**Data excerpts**
==============================
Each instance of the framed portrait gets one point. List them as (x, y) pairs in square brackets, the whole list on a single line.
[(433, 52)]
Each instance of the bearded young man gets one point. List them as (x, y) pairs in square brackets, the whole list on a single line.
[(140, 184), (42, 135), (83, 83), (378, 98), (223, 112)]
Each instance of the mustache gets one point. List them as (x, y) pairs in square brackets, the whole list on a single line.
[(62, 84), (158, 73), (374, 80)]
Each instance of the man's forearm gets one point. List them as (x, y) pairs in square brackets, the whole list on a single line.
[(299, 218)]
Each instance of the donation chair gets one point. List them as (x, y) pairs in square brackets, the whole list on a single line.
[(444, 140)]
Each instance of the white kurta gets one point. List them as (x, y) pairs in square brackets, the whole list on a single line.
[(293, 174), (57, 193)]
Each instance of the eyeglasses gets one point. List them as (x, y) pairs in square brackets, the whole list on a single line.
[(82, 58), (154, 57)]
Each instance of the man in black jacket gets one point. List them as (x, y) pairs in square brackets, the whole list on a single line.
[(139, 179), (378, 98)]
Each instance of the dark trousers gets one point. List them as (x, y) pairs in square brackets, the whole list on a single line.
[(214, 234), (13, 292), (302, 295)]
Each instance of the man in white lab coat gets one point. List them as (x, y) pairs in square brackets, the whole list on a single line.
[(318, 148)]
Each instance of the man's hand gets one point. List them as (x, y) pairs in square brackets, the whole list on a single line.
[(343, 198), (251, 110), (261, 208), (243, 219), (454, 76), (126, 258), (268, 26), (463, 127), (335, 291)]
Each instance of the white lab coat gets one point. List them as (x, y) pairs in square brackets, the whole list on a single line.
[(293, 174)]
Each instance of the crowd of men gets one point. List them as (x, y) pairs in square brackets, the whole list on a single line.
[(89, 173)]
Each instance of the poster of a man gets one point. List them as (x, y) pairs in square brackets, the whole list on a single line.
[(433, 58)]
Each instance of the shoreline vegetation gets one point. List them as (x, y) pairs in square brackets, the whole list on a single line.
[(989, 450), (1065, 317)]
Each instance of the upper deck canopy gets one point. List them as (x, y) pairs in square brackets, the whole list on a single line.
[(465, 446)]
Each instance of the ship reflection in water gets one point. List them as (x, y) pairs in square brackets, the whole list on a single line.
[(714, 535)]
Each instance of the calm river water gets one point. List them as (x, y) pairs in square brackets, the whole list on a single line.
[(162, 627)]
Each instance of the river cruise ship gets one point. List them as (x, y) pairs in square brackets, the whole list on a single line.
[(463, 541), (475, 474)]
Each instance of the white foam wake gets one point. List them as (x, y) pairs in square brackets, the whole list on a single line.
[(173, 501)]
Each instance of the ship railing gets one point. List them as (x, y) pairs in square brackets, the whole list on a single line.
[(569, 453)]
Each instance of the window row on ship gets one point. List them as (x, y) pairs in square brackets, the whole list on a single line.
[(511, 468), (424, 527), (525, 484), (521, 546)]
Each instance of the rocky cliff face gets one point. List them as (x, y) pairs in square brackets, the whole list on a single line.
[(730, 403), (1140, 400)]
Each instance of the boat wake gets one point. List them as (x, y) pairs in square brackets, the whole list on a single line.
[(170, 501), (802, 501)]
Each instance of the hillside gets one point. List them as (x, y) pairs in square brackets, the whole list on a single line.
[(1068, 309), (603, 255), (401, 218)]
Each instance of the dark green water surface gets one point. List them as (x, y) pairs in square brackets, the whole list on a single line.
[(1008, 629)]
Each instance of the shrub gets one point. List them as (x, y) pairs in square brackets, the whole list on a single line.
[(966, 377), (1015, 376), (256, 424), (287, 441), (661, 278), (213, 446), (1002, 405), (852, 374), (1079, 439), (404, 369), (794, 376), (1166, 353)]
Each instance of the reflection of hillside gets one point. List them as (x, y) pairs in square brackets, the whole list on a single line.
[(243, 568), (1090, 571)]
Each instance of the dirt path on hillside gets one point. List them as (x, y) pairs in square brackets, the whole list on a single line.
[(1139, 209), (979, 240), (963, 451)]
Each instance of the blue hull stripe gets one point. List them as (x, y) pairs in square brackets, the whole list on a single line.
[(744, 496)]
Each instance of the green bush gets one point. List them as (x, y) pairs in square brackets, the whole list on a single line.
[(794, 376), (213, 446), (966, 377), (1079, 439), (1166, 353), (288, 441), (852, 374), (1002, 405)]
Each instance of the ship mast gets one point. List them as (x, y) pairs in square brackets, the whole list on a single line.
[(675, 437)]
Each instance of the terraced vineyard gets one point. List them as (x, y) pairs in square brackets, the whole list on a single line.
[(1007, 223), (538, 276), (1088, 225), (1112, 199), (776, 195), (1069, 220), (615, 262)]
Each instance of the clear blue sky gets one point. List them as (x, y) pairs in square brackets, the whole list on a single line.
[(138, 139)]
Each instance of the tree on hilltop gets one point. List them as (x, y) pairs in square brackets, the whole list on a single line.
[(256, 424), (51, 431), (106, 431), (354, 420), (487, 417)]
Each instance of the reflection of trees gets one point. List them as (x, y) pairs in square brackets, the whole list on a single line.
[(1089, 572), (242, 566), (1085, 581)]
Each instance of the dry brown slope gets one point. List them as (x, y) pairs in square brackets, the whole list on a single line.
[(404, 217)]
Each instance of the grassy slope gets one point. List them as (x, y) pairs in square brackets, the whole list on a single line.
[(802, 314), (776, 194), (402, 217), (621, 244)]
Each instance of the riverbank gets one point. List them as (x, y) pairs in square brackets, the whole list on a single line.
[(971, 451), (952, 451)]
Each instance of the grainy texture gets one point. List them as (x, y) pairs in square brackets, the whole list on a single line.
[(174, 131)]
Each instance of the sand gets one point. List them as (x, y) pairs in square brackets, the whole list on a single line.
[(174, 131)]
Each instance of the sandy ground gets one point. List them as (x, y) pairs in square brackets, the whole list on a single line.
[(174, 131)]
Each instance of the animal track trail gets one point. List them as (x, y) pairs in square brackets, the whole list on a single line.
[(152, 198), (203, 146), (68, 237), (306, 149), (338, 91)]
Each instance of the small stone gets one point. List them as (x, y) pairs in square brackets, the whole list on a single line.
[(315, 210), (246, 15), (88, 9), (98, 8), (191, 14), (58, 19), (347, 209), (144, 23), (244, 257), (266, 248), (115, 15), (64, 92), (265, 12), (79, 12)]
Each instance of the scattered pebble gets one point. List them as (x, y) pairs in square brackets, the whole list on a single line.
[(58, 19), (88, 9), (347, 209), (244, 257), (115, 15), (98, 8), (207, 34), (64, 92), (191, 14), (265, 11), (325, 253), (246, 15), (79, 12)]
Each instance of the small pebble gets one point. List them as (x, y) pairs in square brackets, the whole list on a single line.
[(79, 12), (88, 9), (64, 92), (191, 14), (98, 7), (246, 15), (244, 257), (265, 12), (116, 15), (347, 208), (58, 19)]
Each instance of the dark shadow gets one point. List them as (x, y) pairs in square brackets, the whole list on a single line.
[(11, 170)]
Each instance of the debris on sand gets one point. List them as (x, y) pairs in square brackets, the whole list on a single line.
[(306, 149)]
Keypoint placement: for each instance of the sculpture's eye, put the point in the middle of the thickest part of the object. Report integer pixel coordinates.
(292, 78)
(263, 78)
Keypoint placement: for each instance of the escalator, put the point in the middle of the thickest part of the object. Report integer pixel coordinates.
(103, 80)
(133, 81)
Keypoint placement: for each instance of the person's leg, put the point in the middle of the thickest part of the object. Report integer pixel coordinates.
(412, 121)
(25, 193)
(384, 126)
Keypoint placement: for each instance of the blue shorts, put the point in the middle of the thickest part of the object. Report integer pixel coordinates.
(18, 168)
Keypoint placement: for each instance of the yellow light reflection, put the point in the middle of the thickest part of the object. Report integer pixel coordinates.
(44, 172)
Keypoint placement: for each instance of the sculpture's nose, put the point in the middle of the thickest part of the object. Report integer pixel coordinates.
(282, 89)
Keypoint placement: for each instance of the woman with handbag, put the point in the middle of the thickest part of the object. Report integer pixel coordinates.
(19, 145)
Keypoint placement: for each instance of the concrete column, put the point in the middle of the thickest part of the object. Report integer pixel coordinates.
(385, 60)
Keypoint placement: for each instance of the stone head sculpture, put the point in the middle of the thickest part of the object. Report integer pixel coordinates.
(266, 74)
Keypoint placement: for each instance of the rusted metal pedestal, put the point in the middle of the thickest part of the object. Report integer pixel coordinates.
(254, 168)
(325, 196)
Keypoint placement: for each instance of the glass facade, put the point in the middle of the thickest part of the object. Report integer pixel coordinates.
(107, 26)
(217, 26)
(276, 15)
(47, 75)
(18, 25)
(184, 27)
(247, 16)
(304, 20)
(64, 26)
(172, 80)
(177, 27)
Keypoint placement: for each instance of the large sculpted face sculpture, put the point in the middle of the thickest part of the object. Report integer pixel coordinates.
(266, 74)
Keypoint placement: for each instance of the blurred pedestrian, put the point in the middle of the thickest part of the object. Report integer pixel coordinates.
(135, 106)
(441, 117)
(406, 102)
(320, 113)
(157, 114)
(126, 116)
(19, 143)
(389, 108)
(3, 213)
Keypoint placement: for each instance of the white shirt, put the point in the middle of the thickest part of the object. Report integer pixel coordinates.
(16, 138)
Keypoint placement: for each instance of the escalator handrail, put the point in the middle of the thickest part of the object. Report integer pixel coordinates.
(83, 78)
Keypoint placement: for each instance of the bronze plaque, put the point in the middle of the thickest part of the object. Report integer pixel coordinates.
==============================
**What you are asked to do**
Start at the line containing "escalator handrail, put" and copy each line through the last one in the records, exactly and with nothing added.

**Exercise solution**
Keypoint placement: for each instance of the escalator handrail, put the point in the middle of the thickest part of the object. Report integer pixel coordinates.
(83, 78)
Keypoint placement: for each instance of the bronze plaque, put the point in the middle of the thickest part of the object. Report integer pixel coordinates.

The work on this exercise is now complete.